Gazeteci Feryal Pere, kimseye fark ettirmeden uyguladığı diyetle 13 kilo verdi, 80 kilodan 67 kiloya düştü.
Diyet dergisinde yayımlanan röportajda, Feryal Pere'nin zayıflama serüveni anlatılıyor.
İlk görüşte kanınızın ısındığı kadınlardan Feryal Pere. Radikal gazetesinin sarı kanaryası. Sarı-lacivertlilerin moral bulduğu bir yazar. Erkekler dünyasında, kelimenin tam anlamıyla ‘dişi’ bir futbol yazarı. Hayatı kolaylaştıran tavrıyla yoğun iş temposunun arasına sıkıştırıveriyor söyleşimizi. Sıkı rakıcı. Diyete başlasa da rakıdan vazgeçmeye niyeti yok. Rakı kesilmiyor ama sınır geliyor diyetle birlikte. Biraz zaruretten, rakıyı da içeren keyifli bir diyet programı oluşturuluyor Pere için. Ancak rakı diyet mönüsünde kalmayı başarsa da ‘Güneş Kanunları’ alttan alta işliyor Feryal Pere için.
Ayşe Arman’a verdiğiniz röportajda sizi yakından tanıdık. Hayat öykünüzün yanında, nasıl kilo verdiğinizden de söz etmiştiniz. Biz kiloların nasıl oluştuğundan başlayalım mı?

────

- **Verilen görev 1**
Feryal Pere röportajının "Diyet dergisinde yayımlanan" sözleriyle başlayıp "oluştuğundan başlayalım mı?" sözleriyle biten bölümünü hiçbir değişiklik yapmadan yazıya geçirin.

- **Çıkarılan kayıtlar**
────

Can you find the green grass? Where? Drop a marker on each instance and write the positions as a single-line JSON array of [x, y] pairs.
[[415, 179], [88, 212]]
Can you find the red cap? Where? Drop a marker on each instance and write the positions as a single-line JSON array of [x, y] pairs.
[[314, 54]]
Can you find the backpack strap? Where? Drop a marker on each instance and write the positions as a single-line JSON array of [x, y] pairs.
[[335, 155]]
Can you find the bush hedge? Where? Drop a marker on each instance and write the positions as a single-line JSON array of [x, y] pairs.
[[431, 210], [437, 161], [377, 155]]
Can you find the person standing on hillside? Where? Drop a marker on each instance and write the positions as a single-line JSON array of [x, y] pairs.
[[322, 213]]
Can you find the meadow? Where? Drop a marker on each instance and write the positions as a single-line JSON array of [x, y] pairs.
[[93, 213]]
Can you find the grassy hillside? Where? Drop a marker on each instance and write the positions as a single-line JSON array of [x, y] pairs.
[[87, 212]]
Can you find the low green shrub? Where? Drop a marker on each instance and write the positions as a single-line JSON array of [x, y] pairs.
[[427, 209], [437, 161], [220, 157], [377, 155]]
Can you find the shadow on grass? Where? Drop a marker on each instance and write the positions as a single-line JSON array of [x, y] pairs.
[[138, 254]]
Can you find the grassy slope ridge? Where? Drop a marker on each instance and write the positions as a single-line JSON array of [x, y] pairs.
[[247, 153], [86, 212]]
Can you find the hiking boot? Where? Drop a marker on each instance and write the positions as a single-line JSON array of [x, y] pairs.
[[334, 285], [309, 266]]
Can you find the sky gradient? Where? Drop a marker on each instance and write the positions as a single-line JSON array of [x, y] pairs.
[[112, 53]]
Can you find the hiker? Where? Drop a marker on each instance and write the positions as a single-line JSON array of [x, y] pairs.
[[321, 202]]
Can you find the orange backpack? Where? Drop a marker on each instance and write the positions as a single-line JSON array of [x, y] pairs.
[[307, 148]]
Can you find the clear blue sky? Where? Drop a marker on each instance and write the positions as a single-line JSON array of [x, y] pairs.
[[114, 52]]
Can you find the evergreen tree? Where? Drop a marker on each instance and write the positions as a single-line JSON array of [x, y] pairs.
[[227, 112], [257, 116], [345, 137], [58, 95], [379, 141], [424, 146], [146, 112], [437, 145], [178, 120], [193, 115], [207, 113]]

────

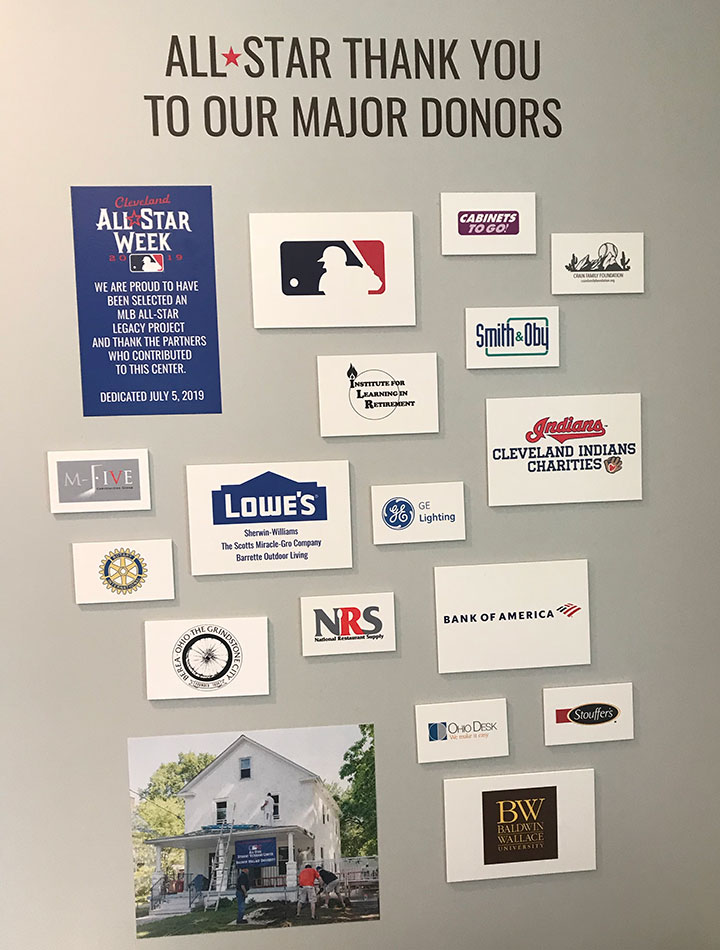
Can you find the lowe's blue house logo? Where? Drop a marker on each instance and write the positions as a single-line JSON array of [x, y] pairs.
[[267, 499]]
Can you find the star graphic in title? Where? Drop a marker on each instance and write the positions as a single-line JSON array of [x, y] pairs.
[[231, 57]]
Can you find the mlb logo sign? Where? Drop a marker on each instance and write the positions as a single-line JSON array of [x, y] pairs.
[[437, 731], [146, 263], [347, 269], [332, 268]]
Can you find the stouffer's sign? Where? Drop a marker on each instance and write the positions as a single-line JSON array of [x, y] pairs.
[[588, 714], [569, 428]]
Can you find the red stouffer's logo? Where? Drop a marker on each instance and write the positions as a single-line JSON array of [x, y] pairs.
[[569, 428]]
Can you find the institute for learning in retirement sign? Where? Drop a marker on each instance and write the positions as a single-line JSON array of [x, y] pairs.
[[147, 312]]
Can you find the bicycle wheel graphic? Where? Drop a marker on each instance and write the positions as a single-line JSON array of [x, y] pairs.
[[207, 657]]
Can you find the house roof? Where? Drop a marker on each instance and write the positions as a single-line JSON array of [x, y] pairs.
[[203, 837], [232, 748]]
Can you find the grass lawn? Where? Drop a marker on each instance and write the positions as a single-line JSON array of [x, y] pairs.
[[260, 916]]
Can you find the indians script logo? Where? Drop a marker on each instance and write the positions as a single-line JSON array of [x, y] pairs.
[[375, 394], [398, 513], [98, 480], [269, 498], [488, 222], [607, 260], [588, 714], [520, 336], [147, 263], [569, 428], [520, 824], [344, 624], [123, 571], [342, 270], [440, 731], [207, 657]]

────

- **Verilen görev 2**
Kayıtlarda "Can you find the meadow?" ifadesini içeren satırdan başlayıp "[[87, 212]]" ifadesini içeren satırla biten satırları, bu iki satır da dahil olmak üzere, JSON dize listesi olarak ifade edin. Her satır için bir dize yazın ve boş satırları atlayın.

- **Yanıt 1**
Diyet dergisinde yayımlanan röportajda, Feryal Pere'nin zayıflama serüveni anlatılıyor.
İlk görüşte kanınızın ısındığı kadınlardan Feryal Pere. Radikal gazetesinin sarı kanaryası. Sarı-lacivertlilerin moral bulduğu bir yazar. Erkekler dünyasında, kelimenin tam anlamıyla ‘dişi’ bir futbol yazarı. Hayatı kolaylaştıran tavrıyla yoğun iş temposunun arasına sıkıştırıveriyor söyleşimizi. Sıkı rakıcı. Diyete başlasa da rakıdan vazgeçmeye niyeti yok. Rakı kesilmiyor ama sınır geliyor diyetle birlikte. Biraz zaruretten, rakıyı da içeren keyifli bir diyet programı oluşturuluyor Pere için. Ancak rakı diyet mönüsünde kalmayı başarsa da ‘Güneş Kanunları’ alttan alta işliyor Feryal Pere için.
Ayşe Arman’a verdiğiniz röportajda sizi yakından tanıdık. Hayat öykünüzün yanında, nasıl kilo verdiğinizden de söz etmiştiniz. Biz kiloların nasıl oluştuğundan başlayalım mı?

- **Yanıt 2**
[
  "Can you find the meadow? Where? Drop a marker on each instance and write the positions as a single-line JSON array of [x, y] pairs.",
  "[[93, 213]]",
  "Can you find the grassy hillside? Where? Drop a marker on each instance and write the positions as a single-line JSON array of [x, y] pairs.",
  "[[87, 212]]"
]